Transcribe the passage in the text about the film Doctor Morelle between "Doctor Morelle is" and "character of Morelle.", inclusive.

▶ **Excerpt**:
=-=-=-=-=

Doctor Morelle is a 1949 British mystery film directed by Godfrey Grayson and starring Valentine Dyall, Peter Drury and Hugh Griffith. It is also known by two alternative titles: Dr. Morelle: The Case of the Missing Heiress or simply The Case of the Missing Heiress. It was made by Hammer Films, based on the popular long running BBC radio series written by Ernest Dudley and starring Cecil Parker. Dudley also wrote many novels and short stories featuring the character of Morelle.

Plot
Private detective Doctor Morelle, who is intrigued by a case of a wealthy young woman who has mysteriously vanished, visits her gloomy mansion to investigate...

=-=-=-=-=

Location identification rows:
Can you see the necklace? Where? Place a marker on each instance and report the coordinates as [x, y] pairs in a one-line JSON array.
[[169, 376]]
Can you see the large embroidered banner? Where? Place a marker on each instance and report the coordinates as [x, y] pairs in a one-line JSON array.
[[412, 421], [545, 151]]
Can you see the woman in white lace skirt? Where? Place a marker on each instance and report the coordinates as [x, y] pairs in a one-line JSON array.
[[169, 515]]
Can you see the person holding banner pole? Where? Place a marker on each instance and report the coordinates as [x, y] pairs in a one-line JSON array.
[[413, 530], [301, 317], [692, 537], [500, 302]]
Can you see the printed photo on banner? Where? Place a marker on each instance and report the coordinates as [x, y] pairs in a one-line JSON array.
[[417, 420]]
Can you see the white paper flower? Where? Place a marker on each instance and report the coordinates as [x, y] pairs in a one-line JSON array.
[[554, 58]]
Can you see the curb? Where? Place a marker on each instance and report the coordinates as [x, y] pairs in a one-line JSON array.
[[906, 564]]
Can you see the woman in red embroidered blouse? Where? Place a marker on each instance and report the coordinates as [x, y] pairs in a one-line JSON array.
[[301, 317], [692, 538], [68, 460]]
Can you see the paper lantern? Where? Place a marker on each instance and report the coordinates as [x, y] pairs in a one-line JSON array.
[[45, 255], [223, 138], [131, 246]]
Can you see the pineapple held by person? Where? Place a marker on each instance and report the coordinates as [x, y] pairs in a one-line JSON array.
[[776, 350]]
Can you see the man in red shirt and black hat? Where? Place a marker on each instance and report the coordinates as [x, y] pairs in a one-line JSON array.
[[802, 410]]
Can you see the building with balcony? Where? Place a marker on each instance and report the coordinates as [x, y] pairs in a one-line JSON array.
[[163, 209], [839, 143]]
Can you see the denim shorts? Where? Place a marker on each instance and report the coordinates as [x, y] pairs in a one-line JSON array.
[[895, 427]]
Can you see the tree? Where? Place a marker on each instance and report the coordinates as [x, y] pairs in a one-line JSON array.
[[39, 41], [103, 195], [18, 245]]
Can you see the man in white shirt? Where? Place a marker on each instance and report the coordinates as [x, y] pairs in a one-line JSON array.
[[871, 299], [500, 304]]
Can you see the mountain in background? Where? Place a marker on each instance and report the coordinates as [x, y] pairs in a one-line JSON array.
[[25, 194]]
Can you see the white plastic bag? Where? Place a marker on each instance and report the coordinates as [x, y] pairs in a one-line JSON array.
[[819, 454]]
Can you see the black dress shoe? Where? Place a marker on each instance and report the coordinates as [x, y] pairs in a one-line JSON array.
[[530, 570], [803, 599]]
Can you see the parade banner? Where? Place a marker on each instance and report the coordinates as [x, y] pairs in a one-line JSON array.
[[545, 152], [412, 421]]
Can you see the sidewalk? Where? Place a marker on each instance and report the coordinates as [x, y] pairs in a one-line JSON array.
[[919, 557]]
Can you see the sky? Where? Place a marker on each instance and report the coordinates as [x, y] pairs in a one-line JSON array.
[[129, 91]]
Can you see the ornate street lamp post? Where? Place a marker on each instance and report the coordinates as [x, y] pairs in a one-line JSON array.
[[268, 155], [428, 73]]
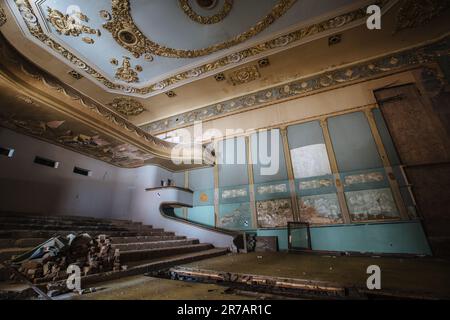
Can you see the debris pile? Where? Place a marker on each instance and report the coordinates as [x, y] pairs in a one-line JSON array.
[[49, 261]]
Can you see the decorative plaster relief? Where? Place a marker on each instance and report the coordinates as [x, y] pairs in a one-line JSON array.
[[130, 41], [244, 75], [216, 18], [305, 86], [127, 106]]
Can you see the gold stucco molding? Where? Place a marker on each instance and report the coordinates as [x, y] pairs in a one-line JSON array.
[[241, 56], [216, 18], [127, 34], [328, 80], [127, 106], [18, 64]]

=-=-=-=-=

▶ **Complete output**:
Doctor Morelle is a 1949 British mystery film directed by Godfrey Grayson and starring Valentine Dyall, Peter Drury and Hugh Griffith. It is also known by two alternative titles: Dr. Morelle: The Case of the Missing Heiress or simply The Case of the Missing Heiress. It was made by Hammer Films, based on the popular long running BBC radio series written by Ernest Dudley and starring Cecil Parker. Dudley also wrote many novels and short stories featuring the character of Morelle.